*** Opening Excerpt provided ***

Monday, December 04, 2006

living in her uptown world, oo-err-ah-err-oo

So on Friday I headed back up town, to visit the Guggenheim Museum. Another fun place to visit because it is fun to say.

Guggenheim, Guggenheim, Guggenheim.
Guggenheim, Minster.

Malkovich, Malkovich.

Unfortunately the exterior is still swathed in scaffolding as they are trying to restore the original surface, so I didn't get to appreciate Frank Lloyd Wright's work in all its splendour, but the inside is way cool. The main show that they have on the moment is Spanish Painting from El Greco to Picasso, which is an excellent topic for an exhibition, encompassing as it does El Greco, Velazquez, Dali, Miro, Gris, Goya, Picasso and so on. The works were arranged thematically rather than chronologically, as they were trying to bring out similarities in Spanish art from across the centuries, which worked well, highlighting particularly the Spanish artists' love of black and of the grotesque. The downside to this exhibition, taking up the spiral and the level six annexe, was that I didn't get to see much of the permanent collection. There was also a Fontana exhibition, and very cool, and part of the museum's collection of Kandinsky. But as a gallery I'm not a huge of fan of the spiral, although it would be excellent if you had both a sense of balance and those shoes with wheels, the constant slant downwards doesn't encourage lingering, or gaping-mouthed staring.

*** Closing Excerpt provided ***
*** Opening Source records ***

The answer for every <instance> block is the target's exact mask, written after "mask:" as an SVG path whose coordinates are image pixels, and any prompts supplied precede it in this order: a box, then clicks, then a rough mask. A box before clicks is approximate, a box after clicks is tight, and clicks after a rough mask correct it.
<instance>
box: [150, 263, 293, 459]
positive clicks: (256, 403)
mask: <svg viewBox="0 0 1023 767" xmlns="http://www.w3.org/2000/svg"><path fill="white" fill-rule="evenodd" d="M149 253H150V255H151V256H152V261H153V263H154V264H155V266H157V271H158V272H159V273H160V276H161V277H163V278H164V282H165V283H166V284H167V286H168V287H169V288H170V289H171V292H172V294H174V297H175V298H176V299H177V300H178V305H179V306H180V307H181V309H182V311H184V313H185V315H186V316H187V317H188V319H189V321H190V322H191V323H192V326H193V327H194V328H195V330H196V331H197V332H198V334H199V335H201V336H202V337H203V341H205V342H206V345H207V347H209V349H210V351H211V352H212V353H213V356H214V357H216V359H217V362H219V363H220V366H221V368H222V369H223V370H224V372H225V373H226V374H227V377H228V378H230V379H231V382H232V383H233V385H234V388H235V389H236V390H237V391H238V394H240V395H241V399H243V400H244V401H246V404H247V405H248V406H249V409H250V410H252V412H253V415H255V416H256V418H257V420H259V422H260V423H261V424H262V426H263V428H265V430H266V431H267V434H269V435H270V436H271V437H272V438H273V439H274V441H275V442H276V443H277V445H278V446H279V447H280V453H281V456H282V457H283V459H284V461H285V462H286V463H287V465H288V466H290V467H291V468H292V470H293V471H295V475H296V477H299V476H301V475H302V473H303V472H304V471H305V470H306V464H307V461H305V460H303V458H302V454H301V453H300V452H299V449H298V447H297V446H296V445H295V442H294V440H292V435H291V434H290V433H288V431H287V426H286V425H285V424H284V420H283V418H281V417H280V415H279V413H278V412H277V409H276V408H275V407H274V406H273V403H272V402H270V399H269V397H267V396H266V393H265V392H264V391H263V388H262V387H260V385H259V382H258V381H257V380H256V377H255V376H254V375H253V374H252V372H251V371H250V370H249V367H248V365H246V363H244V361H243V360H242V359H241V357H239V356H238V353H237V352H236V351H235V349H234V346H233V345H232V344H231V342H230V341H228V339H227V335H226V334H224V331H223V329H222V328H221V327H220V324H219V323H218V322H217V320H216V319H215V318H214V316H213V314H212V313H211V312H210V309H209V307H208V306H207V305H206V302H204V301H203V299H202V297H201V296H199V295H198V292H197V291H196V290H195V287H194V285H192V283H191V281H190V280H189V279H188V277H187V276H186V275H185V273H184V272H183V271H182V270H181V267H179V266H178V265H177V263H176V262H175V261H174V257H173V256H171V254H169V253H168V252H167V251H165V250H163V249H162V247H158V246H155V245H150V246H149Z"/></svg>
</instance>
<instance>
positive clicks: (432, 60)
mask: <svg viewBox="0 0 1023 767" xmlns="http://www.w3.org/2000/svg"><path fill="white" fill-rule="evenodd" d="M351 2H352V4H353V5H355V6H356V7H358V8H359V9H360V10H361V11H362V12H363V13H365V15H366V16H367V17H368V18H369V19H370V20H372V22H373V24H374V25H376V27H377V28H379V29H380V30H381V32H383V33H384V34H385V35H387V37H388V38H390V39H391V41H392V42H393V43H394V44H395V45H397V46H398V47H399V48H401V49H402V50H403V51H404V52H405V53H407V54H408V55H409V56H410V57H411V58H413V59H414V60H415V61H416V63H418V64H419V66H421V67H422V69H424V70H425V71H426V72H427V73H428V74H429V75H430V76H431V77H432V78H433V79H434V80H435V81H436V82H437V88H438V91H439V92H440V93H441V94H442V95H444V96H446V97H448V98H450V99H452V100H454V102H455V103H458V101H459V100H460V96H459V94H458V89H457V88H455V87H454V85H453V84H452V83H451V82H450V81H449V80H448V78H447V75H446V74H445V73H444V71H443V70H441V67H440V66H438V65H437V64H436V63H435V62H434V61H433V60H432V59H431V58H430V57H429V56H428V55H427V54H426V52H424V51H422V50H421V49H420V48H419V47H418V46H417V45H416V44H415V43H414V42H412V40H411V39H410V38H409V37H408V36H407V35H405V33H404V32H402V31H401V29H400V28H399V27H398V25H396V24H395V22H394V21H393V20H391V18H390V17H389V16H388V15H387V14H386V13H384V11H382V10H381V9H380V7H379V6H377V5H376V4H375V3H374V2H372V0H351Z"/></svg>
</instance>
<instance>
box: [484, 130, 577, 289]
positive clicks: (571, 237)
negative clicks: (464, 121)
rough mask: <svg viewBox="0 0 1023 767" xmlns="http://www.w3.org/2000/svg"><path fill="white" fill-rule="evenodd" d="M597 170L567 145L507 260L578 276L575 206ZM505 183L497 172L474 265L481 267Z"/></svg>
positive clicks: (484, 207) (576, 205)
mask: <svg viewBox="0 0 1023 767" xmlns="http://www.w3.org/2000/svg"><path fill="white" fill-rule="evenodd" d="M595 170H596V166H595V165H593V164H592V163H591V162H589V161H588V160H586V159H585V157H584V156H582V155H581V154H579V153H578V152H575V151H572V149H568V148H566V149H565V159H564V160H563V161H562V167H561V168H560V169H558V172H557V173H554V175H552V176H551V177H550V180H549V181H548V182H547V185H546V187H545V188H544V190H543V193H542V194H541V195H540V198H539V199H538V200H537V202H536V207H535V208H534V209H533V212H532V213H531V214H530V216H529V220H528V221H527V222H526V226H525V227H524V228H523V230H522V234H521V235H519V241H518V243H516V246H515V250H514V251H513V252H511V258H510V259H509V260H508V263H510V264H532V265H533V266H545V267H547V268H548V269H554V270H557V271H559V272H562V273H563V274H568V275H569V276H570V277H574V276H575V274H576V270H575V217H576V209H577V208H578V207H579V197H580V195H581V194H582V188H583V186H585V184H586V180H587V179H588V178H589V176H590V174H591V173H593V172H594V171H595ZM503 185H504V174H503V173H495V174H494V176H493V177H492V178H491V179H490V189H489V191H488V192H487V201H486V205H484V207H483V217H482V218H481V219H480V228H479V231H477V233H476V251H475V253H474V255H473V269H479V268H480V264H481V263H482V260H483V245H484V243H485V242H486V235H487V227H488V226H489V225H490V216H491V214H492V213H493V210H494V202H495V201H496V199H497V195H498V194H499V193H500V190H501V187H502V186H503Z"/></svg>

*** Closing Source records ***

To do:
1) Please answer these questions about the Guggenheim post:
(a) On what day did the writer head back uptown to the museum?
(b) What was covering the exterior of the building?
(c) How were the works in the main show arranged?
2) In the listing, from its first line through the line with "positive clicks: (256, 403)", switch "rough mask" to "coarse mask" and give back only those lines.

Solutions by task:
1)
(a) Friday
(b) Scaffolding
(c) Thematically rather than chronologically

2)
The answer for every <instance> block is the target's exact mask, written after "mask:" as an SVG path whose coordinates are image pixels, and any prompts supplied precede it in this order: a box, then clicks, then a coarse mask. A box before clicks is approximate, a box after clicks is tight, and clicks after a coarse mask correct it.
<instance>
box: [150, 263, 293, 459]
positive clicks: (256, 403)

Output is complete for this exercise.